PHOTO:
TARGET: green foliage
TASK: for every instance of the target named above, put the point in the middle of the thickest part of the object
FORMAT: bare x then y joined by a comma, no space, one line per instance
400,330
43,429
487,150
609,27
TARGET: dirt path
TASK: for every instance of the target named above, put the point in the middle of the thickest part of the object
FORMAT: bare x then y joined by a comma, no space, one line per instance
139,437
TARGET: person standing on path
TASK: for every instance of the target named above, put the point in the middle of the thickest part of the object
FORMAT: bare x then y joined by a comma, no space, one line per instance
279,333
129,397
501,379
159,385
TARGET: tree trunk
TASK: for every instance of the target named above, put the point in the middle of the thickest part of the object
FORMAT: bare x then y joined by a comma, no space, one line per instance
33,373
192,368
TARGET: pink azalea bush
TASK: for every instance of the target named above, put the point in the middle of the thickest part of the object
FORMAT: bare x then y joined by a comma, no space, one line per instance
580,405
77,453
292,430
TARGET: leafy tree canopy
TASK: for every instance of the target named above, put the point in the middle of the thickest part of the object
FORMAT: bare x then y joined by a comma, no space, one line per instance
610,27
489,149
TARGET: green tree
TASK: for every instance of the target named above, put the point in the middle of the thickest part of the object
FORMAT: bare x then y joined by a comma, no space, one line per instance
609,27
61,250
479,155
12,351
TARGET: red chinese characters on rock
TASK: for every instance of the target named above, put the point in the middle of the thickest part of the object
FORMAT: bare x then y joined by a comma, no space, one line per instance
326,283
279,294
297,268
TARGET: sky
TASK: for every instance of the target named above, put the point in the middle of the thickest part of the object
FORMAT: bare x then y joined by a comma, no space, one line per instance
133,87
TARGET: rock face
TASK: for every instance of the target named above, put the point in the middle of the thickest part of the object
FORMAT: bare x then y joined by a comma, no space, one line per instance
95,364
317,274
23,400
——————
▶ [Required work]
Where a line of the records has the string "path", return that line.

▶ [Answer box]
TARGET: dirt path
TARGET: person standing on path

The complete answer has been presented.